Assignment -
Send back the records exactly as written, with no images.

[Opening Dataset content section]

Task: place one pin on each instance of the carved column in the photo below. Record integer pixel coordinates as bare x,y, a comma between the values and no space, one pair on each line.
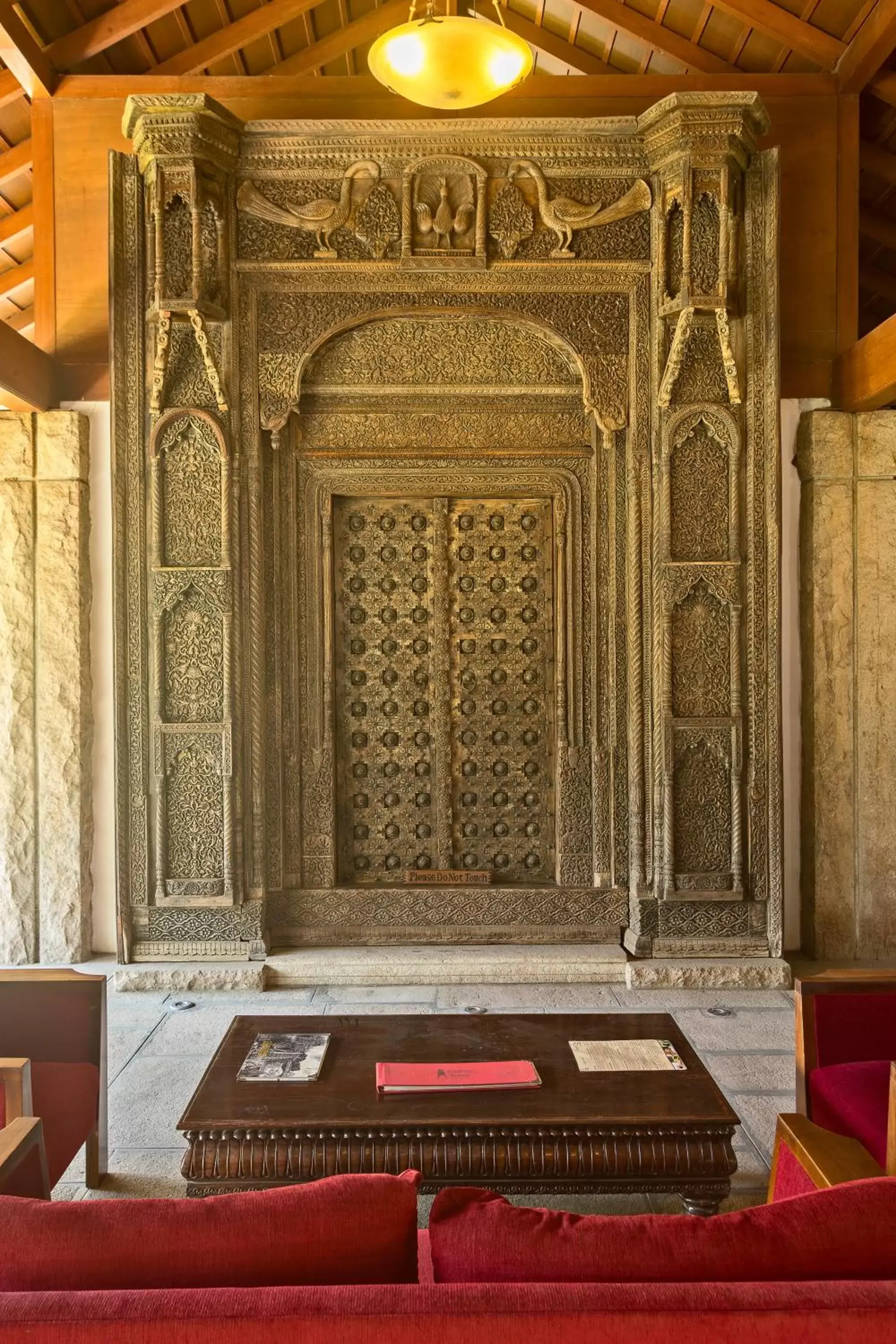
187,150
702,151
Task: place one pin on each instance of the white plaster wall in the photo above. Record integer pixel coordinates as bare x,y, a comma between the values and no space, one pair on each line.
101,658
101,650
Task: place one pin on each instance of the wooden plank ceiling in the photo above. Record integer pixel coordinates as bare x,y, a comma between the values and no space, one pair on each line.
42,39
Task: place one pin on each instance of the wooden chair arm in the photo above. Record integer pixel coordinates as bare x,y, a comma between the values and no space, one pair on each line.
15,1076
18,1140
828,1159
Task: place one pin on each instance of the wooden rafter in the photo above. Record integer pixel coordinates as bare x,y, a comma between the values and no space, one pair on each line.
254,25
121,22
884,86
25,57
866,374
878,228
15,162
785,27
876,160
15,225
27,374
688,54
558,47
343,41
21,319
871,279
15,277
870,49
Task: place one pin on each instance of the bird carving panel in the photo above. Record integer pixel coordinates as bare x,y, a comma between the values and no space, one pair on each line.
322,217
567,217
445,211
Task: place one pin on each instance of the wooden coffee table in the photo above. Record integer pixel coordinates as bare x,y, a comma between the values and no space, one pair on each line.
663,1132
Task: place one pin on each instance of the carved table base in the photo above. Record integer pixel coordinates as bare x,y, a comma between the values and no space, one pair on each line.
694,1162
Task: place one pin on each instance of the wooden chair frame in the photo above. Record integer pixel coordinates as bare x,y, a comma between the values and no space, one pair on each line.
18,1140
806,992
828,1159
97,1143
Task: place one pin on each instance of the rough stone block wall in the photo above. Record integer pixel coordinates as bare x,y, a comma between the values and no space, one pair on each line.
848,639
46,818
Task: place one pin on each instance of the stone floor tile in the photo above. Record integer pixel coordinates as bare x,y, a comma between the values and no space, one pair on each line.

[Closing Dataset content section]

Solution for this task -
Task: place one pin on each instance of the carved column in the photo below. Record integer pixel coordinates as bare x,y, a comma between the values and no space, one pair on each line.
187,150
702,151
Task: place one pin on each instance of the white plaster wall in the photo above. Record integer pixel coordinates as bare x,y, a comma between the values and no space, one pair on each line.
101,658
101,650
Task: place one pin on each instance of the wooden plank ceiling in the photo above. Record integer pixel coordinates as bare x,y, a comma between the values and no space, one pair on each line.
42,39
Task: place one pin on each instance of the wooden chair arm in the photo above. Record integer pixel coordinates as bare x,y, a comma between the values and no space, one pair on each line.
15,1076
18,1140
828,1159
Task: place one pin on each instance of the wooden rafter in the photo above. Record integer pixel coordinates as bare x,y, a comma between the values and no space, one pair on each line.
254,25
121,22
884,86
25,57
866,374
878,228
15,162
785,27
876,160
15,225
27,374
688,54
558,47
343,41
21,319
871,279
15,277
870,49
Task: place one pin on each instance of the bird carving panel in the photo above. Record integer pixel coordinates as bare x,y, a comma between the values and no space, one pair on each line.
322,217
567,217
445,211
Task: place one pin on each instance of the wooden coffee table in the photo above. Record integer pixel coordinates as bare x,y, a comma between the values and no space, one pair on each line.
663,1132
Task: place one pin on each instance of the carved table base in the photo above. Record integer pixel coordinates as bare x,y, a comma between the values and no space, one pair on each line.
694,1162
Task: place one pin on each instance of the wooden chair frame in the photo above. Record integer pixel coordinates as bare x,y, a comma between the values and no space, one pair on each line.
18,1140
806,992
828,1159
97,1143
Task: place one pin on each instance of the rough stone block wall in the photo above. Record integer pixel coordinates as bare x,y, a comma between the values and no space, one pair on each line.
848,639
46,818
Task: place one pin on each instance of the stone floor tile in the photo above. Record integer pixel coordinates as bare x,y, a comma between the values and no space, one pair on each line.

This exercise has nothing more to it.